**The problem:** All of the lines below are to be transcribed faithfully, with pictures excluded from the copy.

(Text-to-region grounding data)
----

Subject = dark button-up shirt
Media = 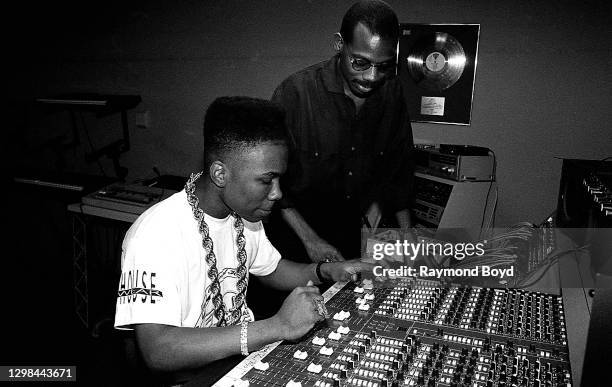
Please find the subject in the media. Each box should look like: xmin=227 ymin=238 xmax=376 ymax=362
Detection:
xmin=271 ymin=55 xmax=414 ymax=242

----

**Reply:**
Subject = dark button-up shirt
Media = 
Please find the subject in the media. Each box should look like: xmin=227 ymin=238 xmax=376 ymax=362
Detection:
xmin=271 ymin=55 xmax=414 ymax=242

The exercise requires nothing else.